Work required
Please return the records below unchanged, from their first line through the line containing "left=687, top=166, right=713, bottom=189".

Recorded data
══════

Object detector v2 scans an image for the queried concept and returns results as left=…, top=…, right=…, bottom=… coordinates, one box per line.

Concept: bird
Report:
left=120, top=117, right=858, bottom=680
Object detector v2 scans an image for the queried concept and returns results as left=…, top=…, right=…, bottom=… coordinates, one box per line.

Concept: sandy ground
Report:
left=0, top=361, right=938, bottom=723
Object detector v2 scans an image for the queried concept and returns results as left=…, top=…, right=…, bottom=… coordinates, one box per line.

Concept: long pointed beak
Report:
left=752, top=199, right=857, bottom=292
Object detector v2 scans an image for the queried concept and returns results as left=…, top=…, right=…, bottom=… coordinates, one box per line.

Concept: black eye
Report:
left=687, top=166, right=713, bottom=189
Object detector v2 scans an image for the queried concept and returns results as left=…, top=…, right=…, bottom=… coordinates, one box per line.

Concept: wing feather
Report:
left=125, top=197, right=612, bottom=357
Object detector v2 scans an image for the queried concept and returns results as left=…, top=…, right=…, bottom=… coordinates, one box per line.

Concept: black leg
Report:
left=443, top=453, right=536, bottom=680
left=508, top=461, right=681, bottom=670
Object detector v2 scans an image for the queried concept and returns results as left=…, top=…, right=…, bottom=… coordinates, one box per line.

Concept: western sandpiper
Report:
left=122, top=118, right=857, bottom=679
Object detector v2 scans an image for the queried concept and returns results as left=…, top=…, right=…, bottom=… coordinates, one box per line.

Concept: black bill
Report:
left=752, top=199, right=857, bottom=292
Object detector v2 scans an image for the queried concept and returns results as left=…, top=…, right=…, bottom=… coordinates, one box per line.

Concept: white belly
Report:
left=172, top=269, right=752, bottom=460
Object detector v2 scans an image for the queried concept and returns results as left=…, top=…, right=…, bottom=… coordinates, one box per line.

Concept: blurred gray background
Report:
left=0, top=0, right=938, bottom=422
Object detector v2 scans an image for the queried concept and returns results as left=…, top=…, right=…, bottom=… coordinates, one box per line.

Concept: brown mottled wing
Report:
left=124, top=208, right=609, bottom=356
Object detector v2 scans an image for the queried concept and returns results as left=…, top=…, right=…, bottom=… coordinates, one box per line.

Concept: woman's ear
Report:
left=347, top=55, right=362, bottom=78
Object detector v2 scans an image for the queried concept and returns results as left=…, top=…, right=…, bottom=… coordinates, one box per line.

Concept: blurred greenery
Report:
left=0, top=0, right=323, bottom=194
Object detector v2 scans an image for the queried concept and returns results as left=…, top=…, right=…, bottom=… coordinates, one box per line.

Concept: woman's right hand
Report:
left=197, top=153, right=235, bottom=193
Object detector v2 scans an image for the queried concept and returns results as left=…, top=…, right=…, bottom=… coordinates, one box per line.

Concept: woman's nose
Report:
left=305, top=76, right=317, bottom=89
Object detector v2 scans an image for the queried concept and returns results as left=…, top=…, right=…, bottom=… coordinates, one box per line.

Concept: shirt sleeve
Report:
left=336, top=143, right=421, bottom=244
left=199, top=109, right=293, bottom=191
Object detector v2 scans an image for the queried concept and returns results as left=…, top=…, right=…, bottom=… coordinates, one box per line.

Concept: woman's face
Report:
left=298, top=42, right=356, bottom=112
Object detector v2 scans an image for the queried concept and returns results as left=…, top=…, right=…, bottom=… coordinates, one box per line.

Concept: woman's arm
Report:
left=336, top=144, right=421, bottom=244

══════

Expected output
Object detector v2 scans an image for the queried concept and returns results as left=…, top=…, right=…, bottom=… coordinates, one box per line.

Concept: bird
Report:
left=120, top=117, right=858, bottom=680
Object detector v2 scans an image for the queried concept and returns results as left=…, top=…, right=…, bottom=… coordinates, one box per line.

Concept: sandy ground
Report:
left=0, top=361, right=938, bottom=723
Object detector v2 scans an image for the queried concept and returns results as left=…, top=…, right=…, bottom=… coordinates, one box per line.

Concept: long pointed beak
Report:
left=752, top=199, right=857, bottom=292
Object detector v2 scans an image for the queried concept and returns results as left=…, top=…, right=…, bottom=… coordinates, one box per line.

Concept: black eye
Report:
left=687, top=166, right=713, bottom=189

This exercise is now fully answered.